Before you write out the listing, remove the pictures; everything else stays exactly as it is.

## SOURCE INFORMATION

>>>>>

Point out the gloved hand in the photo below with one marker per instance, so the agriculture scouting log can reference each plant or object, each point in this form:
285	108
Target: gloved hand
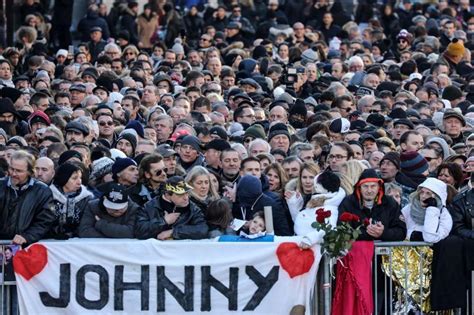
431	202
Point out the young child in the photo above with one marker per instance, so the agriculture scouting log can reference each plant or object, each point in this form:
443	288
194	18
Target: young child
219	218
255	227
328	195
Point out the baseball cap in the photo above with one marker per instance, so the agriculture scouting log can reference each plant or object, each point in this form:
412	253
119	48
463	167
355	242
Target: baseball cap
116	197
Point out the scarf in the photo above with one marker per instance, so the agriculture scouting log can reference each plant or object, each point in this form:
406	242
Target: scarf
417	211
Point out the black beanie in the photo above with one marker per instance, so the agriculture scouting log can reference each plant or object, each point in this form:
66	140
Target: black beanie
130	138
299	108
64	172
330	181
69	154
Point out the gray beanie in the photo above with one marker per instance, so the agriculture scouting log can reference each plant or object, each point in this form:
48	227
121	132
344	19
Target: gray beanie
442	143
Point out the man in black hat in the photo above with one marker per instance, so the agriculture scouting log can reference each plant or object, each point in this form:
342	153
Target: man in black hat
213	153
78	93
10	119
151	175
172	215
112	216
76	132
453	122
190	153
400	126
170	159
96	44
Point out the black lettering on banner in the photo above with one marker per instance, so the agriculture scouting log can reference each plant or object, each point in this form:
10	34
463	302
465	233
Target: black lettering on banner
103	287
263	283
208	281
185	299
143	286
64	289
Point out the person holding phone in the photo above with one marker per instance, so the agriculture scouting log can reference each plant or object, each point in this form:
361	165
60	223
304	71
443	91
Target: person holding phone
378	213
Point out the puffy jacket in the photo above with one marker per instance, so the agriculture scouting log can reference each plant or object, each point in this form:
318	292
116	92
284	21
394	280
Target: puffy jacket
303	219
191	224
68	211
462	211
27	213
108	226
387	212
251	199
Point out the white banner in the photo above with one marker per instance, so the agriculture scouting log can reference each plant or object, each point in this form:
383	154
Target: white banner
171	277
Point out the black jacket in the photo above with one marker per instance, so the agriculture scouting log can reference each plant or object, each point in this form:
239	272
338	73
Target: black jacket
388	213
68	211
108	226
28	213
462	212
191	224
280	220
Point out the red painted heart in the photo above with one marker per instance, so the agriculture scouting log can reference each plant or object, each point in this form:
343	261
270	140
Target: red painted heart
294	260
31	261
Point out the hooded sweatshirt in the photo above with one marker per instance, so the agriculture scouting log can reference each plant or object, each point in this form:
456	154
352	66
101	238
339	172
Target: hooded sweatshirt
438	222
251	199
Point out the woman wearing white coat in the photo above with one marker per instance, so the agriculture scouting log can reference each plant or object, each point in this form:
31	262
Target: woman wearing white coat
426	216
328	194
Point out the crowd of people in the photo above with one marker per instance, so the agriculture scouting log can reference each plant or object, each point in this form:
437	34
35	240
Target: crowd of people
172	120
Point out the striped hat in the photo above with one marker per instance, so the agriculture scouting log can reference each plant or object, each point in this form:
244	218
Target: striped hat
413	163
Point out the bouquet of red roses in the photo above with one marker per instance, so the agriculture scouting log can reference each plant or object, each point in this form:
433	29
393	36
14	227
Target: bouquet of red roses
337	240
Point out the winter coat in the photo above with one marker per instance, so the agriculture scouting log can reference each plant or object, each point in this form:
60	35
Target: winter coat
108	226
387	212
304	219
191	224
437	222
91	20
68	211
27	212
462	211
251	199
128	23
147	27
140	194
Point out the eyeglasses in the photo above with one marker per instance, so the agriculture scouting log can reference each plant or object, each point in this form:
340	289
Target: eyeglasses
159	172
109	123
337	157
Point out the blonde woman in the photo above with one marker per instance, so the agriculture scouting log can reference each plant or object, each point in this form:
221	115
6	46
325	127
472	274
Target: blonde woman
298	199
203	192
352	169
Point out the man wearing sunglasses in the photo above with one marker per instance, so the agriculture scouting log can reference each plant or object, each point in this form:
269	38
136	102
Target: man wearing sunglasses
151	175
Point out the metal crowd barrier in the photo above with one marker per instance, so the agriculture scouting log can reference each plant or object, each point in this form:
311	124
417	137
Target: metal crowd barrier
392	259
8	296
400	281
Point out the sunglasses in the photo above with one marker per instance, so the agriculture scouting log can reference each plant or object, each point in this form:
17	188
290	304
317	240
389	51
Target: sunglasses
159	172
109	123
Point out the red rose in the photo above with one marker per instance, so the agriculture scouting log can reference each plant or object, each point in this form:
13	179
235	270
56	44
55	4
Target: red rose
320	210
320	218
346	217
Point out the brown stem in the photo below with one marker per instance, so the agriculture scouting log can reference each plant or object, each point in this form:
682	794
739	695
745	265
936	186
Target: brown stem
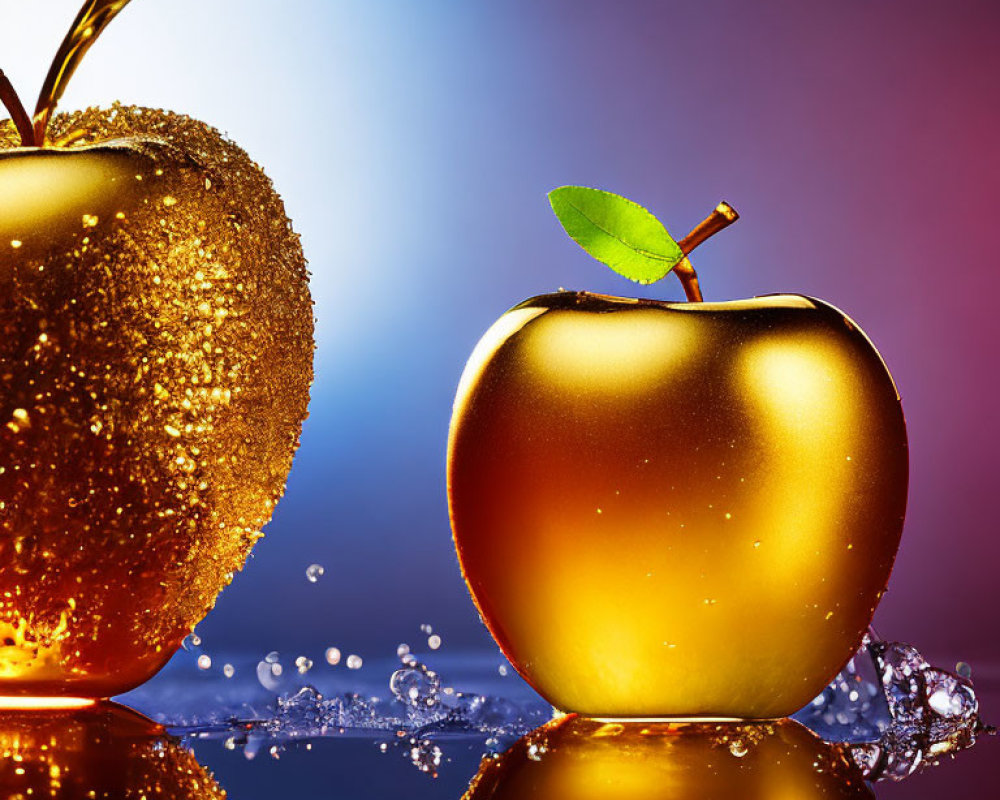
17	113
723	216
93	18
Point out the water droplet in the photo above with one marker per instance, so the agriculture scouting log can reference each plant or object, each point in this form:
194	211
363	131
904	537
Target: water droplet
416	686
268	677
303	664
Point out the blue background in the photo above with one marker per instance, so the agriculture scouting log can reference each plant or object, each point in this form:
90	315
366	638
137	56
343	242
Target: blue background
414	144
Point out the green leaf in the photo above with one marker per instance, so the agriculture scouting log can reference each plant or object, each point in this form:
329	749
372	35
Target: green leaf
617	232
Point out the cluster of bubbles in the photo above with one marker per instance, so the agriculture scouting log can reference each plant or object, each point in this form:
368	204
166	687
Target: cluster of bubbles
893	711
896	711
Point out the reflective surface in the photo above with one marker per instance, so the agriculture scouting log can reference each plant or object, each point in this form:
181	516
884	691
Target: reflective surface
155	362
576	759
101	753
677	509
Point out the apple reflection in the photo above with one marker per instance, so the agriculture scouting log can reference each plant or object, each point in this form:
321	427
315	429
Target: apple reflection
575	758
102	750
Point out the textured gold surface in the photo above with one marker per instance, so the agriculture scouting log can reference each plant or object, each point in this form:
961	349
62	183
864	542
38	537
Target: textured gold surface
677	509
106	752
155	361
580	759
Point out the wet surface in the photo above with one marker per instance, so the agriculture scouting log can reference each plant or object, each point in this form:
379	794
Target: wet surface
398	726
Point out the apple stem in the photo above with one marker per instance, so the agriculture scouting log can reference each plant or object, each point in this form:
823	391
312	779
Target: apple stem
17	113
723	216
93	18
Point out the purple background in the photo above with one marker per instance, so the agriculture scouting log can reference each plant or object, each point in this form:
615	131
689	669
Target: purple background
414	144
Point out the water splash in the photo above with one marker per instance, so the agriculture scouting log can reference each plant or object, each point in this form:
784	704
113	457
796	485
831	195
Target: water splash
891	709
902	716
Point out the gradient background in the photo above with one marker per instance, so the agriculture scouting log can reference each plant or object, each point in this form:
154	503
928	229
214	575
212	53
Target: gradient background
414	144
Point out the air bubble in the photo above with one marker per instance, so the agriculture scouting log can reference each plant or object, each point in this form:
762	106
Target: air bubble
303	665
314	572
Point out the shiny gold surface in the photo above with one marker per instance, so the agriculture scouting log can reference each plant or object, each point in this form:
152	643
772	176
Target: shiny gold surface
155	362
106	752
580	759
677	509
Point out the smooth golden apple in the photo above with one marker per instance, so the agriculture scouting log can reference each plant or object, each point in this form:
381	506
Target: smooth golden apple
677	509
581	759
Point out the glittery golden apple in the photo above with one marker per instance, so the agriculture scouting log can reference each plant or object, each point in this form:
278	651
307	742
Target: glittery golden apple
101	751
677	509
581	759
155	363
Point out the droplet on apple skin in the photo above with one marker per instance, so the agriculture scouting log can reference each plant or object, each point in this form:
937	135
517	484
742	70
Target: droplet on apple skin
669	417
156	328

<<<<<

## ANSWER BELOW
Point out the gloved hand in the photo below with one marker per instance, so the agriculture scouting log can reference each plant or object, each point in this form:
285	108
Target: gloved hand
431	202
Point out the young child in the photo above with one marker per instance, so the agriculture scouting log can reference each plant or object, each point in this form:
443	288
194	18
Target: young child
219	218
255	227
328	195
Point out the baseball cap in the photo above with one marker per instance, so the agriculture scouting log can reference each plant or object, each point in this form:
412	253
119	48
463	167
355	242
Target: baseball cap
116	197
Point out the scarf in the photo above with one marker per instance, so the agriculture scouting log can reference each plant or object, each point in this form:
406	242
Target: scarf
417	211
Point out the black beanie in the photo above with one marker per instance, so the agriculture scouting log can reference each plant or object, each point in this form:
66	140
Target: black beanie
130	138
299	108
64	172
330	181
69	154
Point out the gray beanie in the photo above with one marker per instance, so the agriculture scouting log can reference each plant or object, each point in this form:
48	227
121	132
344	19
Target: gray beanie
442	143
Point out the man in black hat in the photo above with one marker per instance, so the agriculture scouting log can reference each plant or object, each point in this form:
342	153
Target: man in black hat
213	153
78	93
10	119
151	175
172	215
112	216
76	132
453	122
190	153
400	126
170	159
96	44
Point out the black lettering on banner in the photo above with one marker per instance, so the agriculture scouting log can reference each plant or object, each point in this form:
10	34
463	302
465	233
Target: black lettering on banner
103	287
263	283
208	281
185	299
143	286
64	289
Point out the person holding phone in the photo above with one marker per instance, so the agriculture scouting log can reference each plant or object, each point in this form:
361	165
60	223
304	71
443	91
Target: person holding phone
378	213
Point out the puffy jacket in the photo above with one marker per instance, so the agriculture scouting log can reference each plant or object, each point in this form:
318	292
116	92
284	21
394	280
Target: puffy jacket
303	219
191	224
68	211
462	211
27	213
108	226
387	212
251	199
Point out the white banner in the photo above with one marker per instance, so the agriculture scouting log can reference each plant or object, each point in this form:
383	154
Target: white banner
171	277
Point out the black jacket in the photo above with one marker per instance, so the agriculture scouting log can reference each plant or object, each point in this form:
239	272
338	73
Target: black jacket
388	213
68	211
108	226
28	213
462	212
191	224
280	220
Point out the red painted heart in the photo above with one marker per instance, so the agriculture scouting log can reference each plant or object, each point in this form:
343	261
270	140
Target: red painted heart
294	260
31	261
Point out the hooded sweatshirt in the photo above with one marker per instance, so the agriculture scouting log can reference each plant or object, each point in this form:
456	154
352	66
101	238
339	172
Target: hooded sweatshirt
438	222
251	199
Point out the woman wearing white coat in the photo above with one marker per instance, so the agriculture scouting log can reference each plant or object, each point in this form:
31	262
Target: woman wearing white coat
426	216
328	194
Point out the crowd of people in the photo above with one marker per instance, so the agriculture scouting log can reference each plant or object, each point in this form:
437	34
35	240
Target: crowd of people
172	120
Point out the striped hat in the photo above with one marker per instance, so the agriculture scouting log can reference each plant or object, each point in this form:
244	218
Target: striped hat
413	163
Point out the bouquet of red roses in the photo above with one marker per instance, so the agriculture scouting log can reference each plant or object, each point in this form:
433	29
393	36
14	227
Target: bouquet of red roses
337	240
Point out the winter coat in the photo above with one marker per instance, so the agriculture scouting log can reference each plant or object, each point in this form:
60	35
Target: winter coat
108	226
387	212
304	219
191	224
437	222
91	20
68	211
27	212
462	211
251	199
128	23
147	27
140	194
Point out the eyeglasses in the photo above with one marker per instance, so the agriculture scouting log can reference each plant or object, each point in this form:
340	289
Target: eyeglasses
159	172
109	123
337	157
Point out the blonde woman in the photo above with one marker per instance, so the agriculture scouting log can reference each plant or object, each point in this form:
221	115
6	46
325	127
472	274
Target: blonde woman
298	199
203	192
352	169
Point out the man wearing sunglasses in the photo above with one marker per instance, so the agriculture scouting log can reference each plant or object, each point in this form:
269	38
136	102
Target: man wearing sunglasses
151	175
Point out the metal crowd barrier in the photo above with one marker per instance, so the agriculture scouting log can reference each plant or object, each point in this form:
311	124
417	137
Target: metal crowd barrier
392	259
8	296
400	281
Point out the sunglasses in the photo above with one marker per instance, so the agriculture scouting log can reference each plant or object, each point in this form:
17	188
290	304
317	240
389	51
Target: sunglasses
159	172
109	123
Point out the red rose in the photo above with one marker per instance, so the agriculture scouting log can reference each plant or object, each point in this form:
13	179
235	270
56	44
55	4
Target: red rose
320	210
320	218
346	217
Point out the brown stem in the photo below with one marker per instance, so the agriculture scouting log can reference each plant or object, each point in this form:
682	794
739	695
745	265
936	186
Target: brown stem
17	113
723	216
93	18
Point out the water droplet in the photo above with one marker per instance, so the agriculture scouting log can reference each plant or object, each point in this form:
194	211
363	131
904	537
Target: water droplet
416	686
268	677
303	664
Point out the blue background in the photo above with one marker per instance, so the agriculture scouting log can reference each plant or object, each point in this form:
90	315
366	638
137	56
343	242
Target: blue background
414	144
Point out the green leaf in the photo above with one marker per instance, so the agriculture scouting log can reference each plant or object, each point in this form:
329	749
372	35
Target: green leaf
617	232
Point out the cluster of bubbles in the photo above with one marker per instance, so the agriculture scouting log can reference each plant or object, each point in this form:
368	204
166	687
Target: cluster of bubbles
893	711
896	711
Point out the reflective surface in the photo above with one marker per instance, so the agriculture scouting log can reference each plant or object, each point in this form:
181	516
884	691
Target: reflective surface
155	362
576	759
101	753
677	509
Point out the apple reflection in the photo above with one marker per instance, so the agriculture scouting log can reference each plant or object, each point in this form:
321	427
315	429
Target: apple reflection
575	758
102	750
Point out the textured gold surface in the photo above with one marker per instance, so the agriculture scouting log can reference each plant or object, each point in this form:
961	349
62	183
864	542
38	537
Target: textured gold surface
677	509
106	752
155	361
580	759
Point out the wet surface in the photo above with one marker per instance, so the agriculture scouting log can reference each plant or object, each point in this form:
379	794
Target: wet surface
398	726
Point out the apple stem in the photo above with one marker per instance, so the agriculture scouting log can reference each plant or object, each point in this form:
823	391
312	779
Target: apple stem
17	113
723	216
93	18
Point out the purple background in the photo above with one marker per instance, so the agriculture scouting log can reference each plant or object, each point in this form:
615	131
689	669
Target: purple background
414	144
Point out the water splash in the photo above with one marker per instance, so the agriculture scouting log can reference each plant or object, each point in this form:
784	704
113	457
796	485
831	195
Target: water splash
891	709
902	716
Point out the gradient background in the photo above with one marker per instance, so the agriculture scouting log can reference each plant or object, each point in this form:
154	503
928	229
214	575
212	53
Target: gradient background
414	144
Point out the air bubble in the photo above with one marker per instance, so the agriculture scouting log can reference each plant or object, each point in this form:
762	106
Target: air bubble
303	665
314	572
Point out the shiny gold surface in the photo above with one marker per instance, so the agriculture scouting log can reference each plant or object, each point in this form:
152	643
772	176
Target: shiny gold surface
155	362
106	752
580	759
677	509
Point out the smooth golden apple in the photo above with one marker per instance, so the agriculture scouting log can reference each plant or object, each point in this form:
381	506
Target: smooth golden apple
677	509
581	759
Point out the glittery golden apple in the photo above with one marker per instance, so the agriculture scouting log can reference each plant or object, each point in this form:
278	651
307	742
Target: glittery golden apple
101	751
677	509
581	759
155	363
Point out the droplet on apple skin in the photo above with one marker per instance, so the agriculture scouting log can reference each plant or object, each point in this form:
937	135
517	484
742	70
Target: droplet on apple skin
669	417
156	328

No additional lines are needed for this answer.